Exercise set
**1)** In the passage about selling the house, replace "on edge" with "anxious" throughout the part starting at "We will be loking" and ending at "doing it again.".
**2)** Carry the passage about selling the house forward from its last sentence.

Selected extract
I have to say that the timing is a little rough. It will be listed to start showing the house on Saturday and that somewhat stresses me out. We will be called an hour prior to someone coming and looking at our house and I worry about how that will interrupt our schedules. Especially if someone comes during Brayden's nap or something. Then there is the chance that I will be going into labor in the next couple of weeks. Also, let's say I have the baby and the house is still being looked at, well there will be strange people coming into my home with a newborn, during flu (more importantly, swine flu) season. Then there is the fact that if we do sell right away we will need to be out of the house in an allotted time and packing with a toddler and newborn is not always the most fun thing to do. I think... that I think too much! * sigh *

We will be loking for a place to rent and I will be on edge until we find something. I will be on edge until this house sells too. It's just crazy that so much is happening in such a small amount of time. You would think we like this kind of chaos since we had a similar situation right after Brayden was born. Brayden was born, we came home from the hospital, packed up our place and moved out in two weeks from Thatcher to Maricopa, AZ. It really wasn't all that fun and yet we might be doing it again.

Stored data entries
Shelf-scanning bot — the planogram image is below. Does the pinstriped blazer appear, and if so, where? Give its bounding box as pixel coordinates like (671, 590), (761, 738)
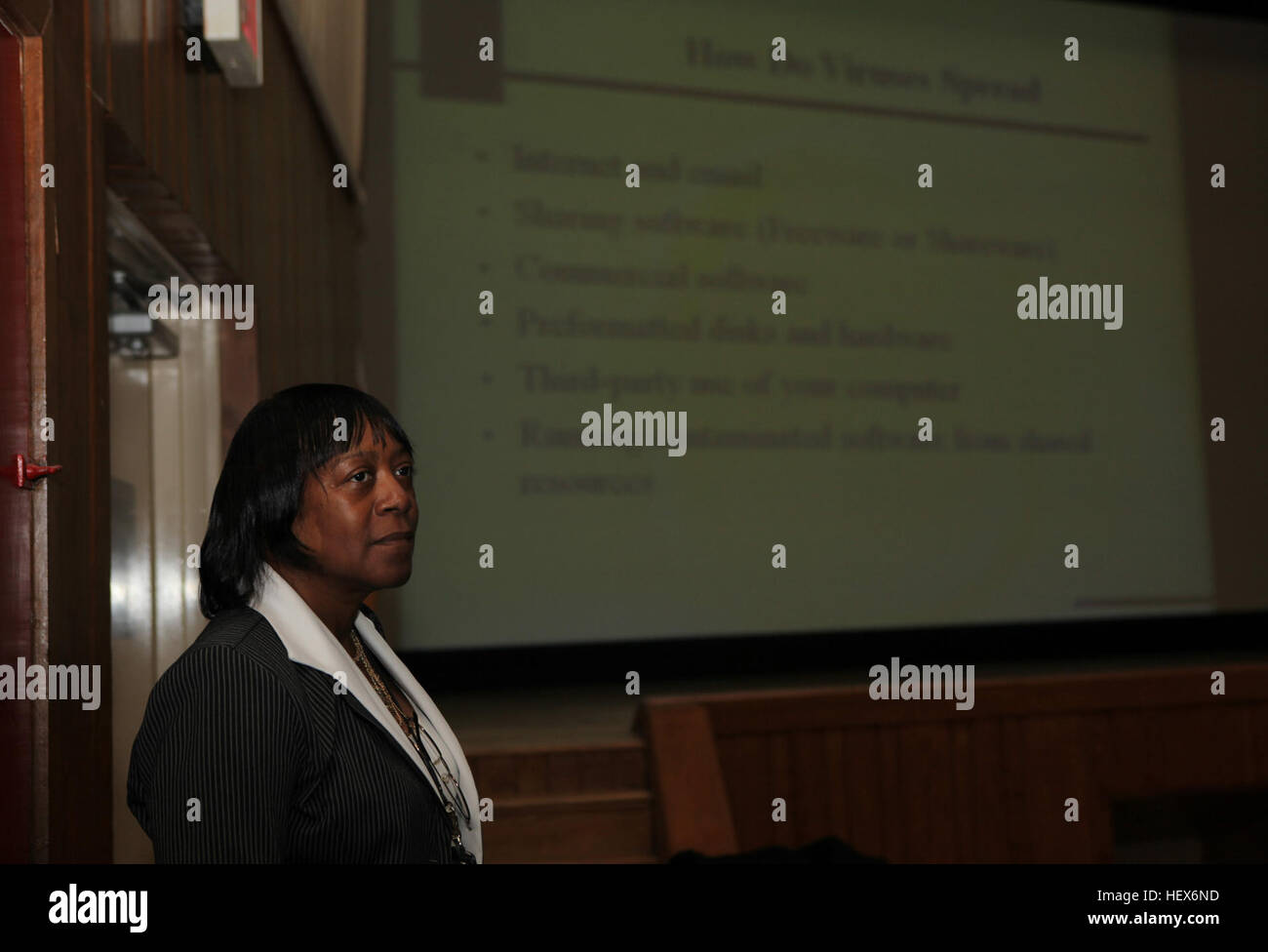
(128, 606), (478, 863)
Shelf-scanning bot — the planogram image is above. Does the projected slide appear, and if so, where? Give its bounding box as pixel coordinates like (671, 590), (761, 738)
(393, 0), (1212, 649)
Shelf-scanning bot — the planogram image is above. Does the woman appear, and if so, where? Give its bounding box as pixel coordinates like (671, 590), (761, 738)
(128, 384), (483, 863)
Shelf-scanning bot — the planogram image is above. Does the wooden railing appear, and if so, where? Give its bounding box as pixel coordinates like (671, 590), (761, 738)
(637, 664), (1268, 862)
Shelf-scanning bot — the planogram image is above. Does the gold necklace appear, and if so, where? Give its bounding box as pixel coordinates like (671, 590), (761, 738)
(352, 627), (476, 863)
(352, 629), (426, 759)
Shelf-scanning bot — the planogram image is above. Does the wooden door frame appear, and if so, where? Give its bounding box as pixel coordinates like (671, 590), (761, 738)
(0, 0), (113, 862)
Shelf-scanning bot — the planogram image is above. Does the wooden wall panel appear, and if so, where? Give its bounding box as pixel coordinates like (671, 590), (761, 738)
(92, 0), (362, 408)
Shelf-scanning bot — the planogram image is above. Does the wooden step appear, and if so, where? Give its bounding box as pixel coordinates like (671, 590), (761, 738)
(464, 739), (651, 801)
(485, 855), (660, 866)
(481, 790), (654, 862)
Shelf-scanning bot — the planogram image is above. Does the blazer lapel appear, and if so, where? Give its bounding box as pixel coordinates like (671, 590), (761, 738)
(244, 563), (454, 815)
(356, 614), (483, 862)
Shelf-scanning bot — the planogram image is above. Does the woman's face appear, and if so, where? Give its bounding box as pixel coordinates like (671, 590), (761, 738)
(292, 426), (418, 591)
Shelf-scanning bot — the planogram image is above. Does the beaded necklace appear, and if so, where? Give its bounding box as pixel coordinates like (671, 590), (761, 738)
(352, 629), (476, 863)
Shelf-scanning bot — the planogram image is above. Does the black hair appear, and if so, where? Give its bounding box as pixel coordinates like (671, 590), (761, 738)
(198, 382), (414, 618)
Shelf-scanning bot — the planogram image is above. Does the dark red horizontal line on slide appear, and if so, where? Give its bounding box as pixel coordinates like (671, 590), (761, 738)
(502, 69), (1149, 144)
(1074, 595), (1214, 609)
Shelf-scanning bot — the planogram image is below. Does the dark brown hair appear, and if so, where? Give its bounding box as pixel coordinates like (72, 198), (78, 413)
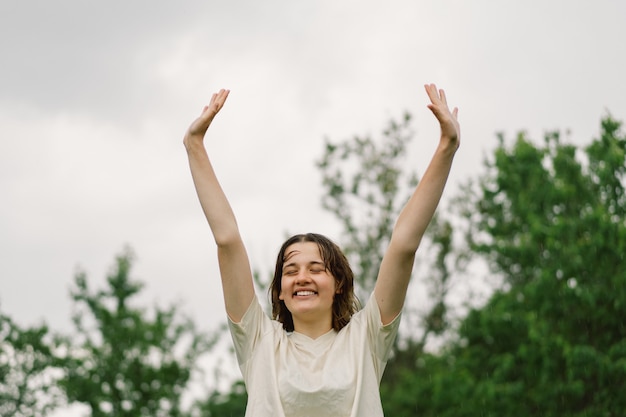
(269, 233), (359, 332)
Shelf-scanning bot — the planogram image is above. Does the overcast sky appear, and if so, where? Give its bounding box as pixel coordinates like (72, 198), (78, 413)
(0, 0), (626, 388)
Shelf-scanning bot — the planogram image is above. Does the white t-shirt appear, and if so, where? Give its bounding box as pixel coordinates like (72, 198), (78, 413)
(229, 294), (400, 417)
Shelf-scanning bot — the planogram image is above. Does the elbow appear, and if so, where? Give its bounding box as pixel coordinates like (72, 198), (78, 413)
(213, 229), (242, 248)
(389, 230), (422, 257)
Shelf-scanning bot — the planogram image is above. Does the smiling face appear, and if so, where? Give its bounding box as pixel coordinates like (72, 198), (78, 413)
(278, 242), (338, 329)
(269, 233), (359, 332)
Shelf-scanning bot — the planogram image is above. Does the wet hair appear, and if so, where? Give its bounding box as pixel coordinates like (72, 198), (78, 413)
(269, 233), (359, 332)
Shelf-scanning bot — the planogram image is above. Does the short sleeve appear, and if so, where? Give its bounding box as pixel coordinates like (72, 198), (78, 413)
(228, 296), (271, 371)
(363, 293), (402, 362)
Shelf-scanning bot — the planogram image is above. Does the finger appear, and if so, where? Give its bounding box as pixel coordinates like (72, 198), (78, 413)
(424, 84), (439, 103)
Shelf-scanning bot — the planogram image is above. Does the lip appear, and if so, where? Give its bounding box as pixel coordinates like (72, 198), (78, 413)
(292, 289), (317, 298)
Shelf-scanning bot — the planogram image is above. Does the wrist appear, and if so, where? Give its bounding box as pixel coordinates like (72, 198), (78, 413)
(183, 132), (204, 150)
(437, 135), (459, 156)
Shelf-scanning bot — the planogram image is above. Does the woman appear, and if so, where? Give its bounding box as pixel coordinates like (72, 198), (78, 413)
(183, 84), (460, 417)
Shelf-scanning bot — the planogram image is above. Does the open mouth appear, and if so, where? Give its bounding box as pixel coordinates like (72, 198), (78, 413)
(293, 290), (317, 297)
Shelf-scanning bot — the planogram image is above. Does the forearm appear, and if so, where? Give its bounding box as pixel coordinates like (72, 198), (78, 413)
(184, 135), (241, 246)
(392, 138), (457, 250)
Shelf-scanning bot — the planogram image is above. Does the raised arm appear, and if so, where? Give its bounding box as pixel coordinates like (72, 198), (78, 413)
(183, 90), (254, 322)
(374, 84), (461, 324)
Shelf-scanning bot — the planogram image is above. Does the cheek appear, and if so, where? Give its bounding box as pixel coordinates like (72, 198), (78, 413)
(278, 278), (285, 300)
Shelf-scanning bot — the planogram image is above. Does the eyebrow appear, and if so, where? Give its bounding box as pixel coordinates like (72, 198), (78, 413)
(283, 261), (326, 271)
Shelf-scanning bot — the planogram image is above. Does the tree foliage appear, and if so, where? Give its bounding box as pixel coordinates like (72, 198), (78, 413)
(60, 251), (214, 417)
(0, 312), (63, 417)
(387, 117), (626, 417)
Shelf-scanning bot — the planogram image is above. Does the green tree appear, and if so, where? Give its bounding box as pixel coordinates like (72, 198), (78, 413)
(0, 312), (63, 417)
(317, 113), (467, 415)
(382, 117), (626, 417)
(59, 250), (215, 417)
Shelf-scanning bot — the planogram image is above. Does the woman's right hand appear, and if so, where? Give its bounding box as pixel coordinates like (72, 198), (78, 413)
(185, 89), (230, 138)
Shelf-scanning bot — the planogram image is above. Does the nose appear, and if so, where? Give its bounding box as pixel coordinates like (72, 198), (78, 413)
(296, 268), (311, 284)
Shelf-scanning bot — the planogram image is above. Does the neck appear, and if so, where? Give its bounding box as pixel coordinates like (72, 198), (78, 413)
(293, 317), (333, 339)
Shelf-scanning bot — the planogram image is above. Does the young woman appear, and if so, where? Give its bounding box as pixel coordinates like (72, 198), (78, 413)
(183, 84), (460, 417)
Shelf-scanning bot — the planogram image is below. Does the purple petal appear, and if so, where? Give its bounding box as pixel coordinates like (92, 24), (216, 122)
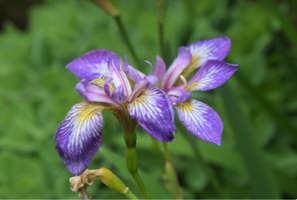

Exercise results
**1)**
We will be loking for a place to rent and I will be anxious until we find something. I will be anxious until this house sells too. It's just crazy that so much is happening in such a small amount of time. You would think we like this kind of chaos since we had a similar situation right after Brayden was born. Brayden was born, we came home from the hospital, packed up our place and moved out in two weeks from Thatcher to Maricopa, AZ. It really wasn't all that fun and yet we might be doing it again.

**2)**
As for where we are moving too? We just aren't sure. A huge part of me wants to stay within our ward boundaries because I feel like I haven't accomplished everything that I needed to do and learn in my calling as the 1st counselor in the Primary. That's not my only reason but it's a big one. Rusty kind of wants to look in an area that is closer to his work. We are estimating that wherever we rent it will be for about 2 years and then see where we go from there. If it's longer then 2 years, I have a huge concern for what school district we will be moving into. There are a lot of things going on in my head right now and I am not doing a very good job of sorting them out. I just realized that I made an incredibly long post, once again, something that no one will probably read. Oh well, that's what I get for writing this super late with a lot on my mind. :) I will try to do a better job at updating little things instead of a lot all at once.

3 comments:

The Rector Clan said...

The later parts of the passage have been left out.